__Task inputs__.
Start of Block

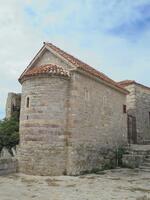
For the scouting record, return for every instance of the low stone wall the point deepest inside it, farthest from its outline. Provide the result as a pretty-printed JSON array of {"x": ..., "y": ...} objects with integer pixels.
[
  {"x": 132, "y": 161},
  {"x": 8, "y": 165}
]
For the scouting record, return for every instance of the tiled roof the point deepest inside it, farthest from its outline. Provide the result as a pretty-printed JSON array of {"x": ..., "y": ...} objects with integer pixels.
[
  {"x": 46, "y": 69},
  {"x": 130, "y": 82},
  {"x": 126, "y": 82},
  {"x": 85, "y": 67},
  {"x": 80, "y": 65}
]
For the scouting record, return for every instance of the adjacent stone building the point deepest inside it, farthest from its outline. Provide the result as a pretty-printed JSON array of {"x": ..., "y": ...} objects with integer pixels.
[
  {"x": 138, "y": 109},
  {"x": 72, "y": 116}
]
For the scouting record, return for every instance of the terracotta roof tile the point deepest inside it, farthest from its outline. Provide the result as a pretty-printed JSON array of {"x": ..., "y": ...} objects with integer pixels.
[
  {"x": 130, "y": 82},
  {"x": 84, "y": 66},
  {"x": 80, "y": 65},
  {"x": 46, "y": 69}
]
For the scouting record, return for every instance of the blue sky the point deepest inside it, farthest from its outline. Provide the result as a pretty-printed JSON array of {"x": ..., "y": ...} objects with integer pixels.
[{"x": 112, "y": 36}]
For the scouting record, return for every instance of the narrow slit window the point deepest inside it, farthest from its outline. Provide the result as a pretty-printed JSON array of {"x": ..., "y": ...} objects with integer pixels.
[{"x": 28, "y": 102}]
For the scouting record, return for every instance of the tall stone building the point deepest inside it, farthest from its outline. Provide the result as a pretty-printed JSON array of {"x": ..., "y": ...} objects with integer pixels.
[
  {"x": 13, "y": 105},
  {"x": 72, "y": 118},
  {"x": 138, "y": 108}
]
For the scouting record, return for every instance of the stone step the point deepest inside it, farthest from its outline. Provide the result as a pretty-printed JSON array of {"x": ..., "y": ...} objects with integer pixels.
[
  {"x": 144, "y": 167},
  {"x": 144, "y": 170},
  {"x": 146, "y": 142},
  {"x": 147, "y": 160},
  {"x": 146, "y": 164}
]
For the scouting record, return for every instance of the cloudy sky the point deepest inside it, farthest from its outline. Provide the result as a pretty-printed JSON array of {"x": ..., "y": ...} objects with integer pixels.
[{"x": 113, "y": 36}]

End of Block
Start of Block

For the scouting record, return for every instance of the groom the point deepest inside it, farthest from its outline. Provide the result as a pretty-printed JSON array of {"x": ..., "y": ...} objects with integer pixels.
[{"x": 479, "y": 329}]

End of Block
Start of Block

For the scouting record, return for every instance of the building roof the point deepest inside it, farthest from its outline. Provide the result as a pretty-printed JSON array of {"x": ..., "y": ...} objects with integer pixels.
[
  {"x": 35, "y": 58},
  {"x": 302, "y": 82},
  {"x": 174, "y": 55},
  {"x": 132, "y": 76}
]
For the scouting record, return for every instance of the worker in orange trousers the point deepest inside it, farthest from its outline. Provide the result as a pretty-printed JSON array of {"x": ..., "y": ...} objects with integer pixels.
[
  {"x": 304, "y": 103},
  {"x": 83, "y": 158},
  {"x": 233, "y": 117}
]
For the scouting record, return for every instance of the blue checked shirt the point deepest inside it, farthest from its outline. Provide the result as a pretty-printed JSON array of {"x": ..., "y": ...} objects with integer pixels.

End of Block

__Your assignment__.
Could you transcribe the entries above word for word, from the line with "of the building" down to the line with "the blue checked", keeping both?

__Answer below__.
For the scouting record, return for every instance of the building roof the point deepest inside it, farthest from its outline. Provide the result as a pretty-printed JSON array of {"x": ..., "y": ...} objects with integer pixels.
[
  {"x": 35, "y": 58},
  {"x": 302, "y": 82},
  {"x": 174, "y": 55},
  {"x": 132, "y": 76}
]
For the scouting record, return for every instance of the worker in orange trousers the point deepest inside it, farthest from its outline. Provide the result as a pretty-printed JSON array of {"x": ..., "y": ...} objects with integer pixels.
[
  {"x": 304, "y": 103},
  {"x": 83, "y": 158},
  {"x": 233, "y": 117}
]
For the scouting record, return for every instance of the blue checked shirt the point deepest inside it, farthest from its outline. Provide the result as a pretty-printed JSON array of {"x": ..., "y": ...} objects with integer pixels.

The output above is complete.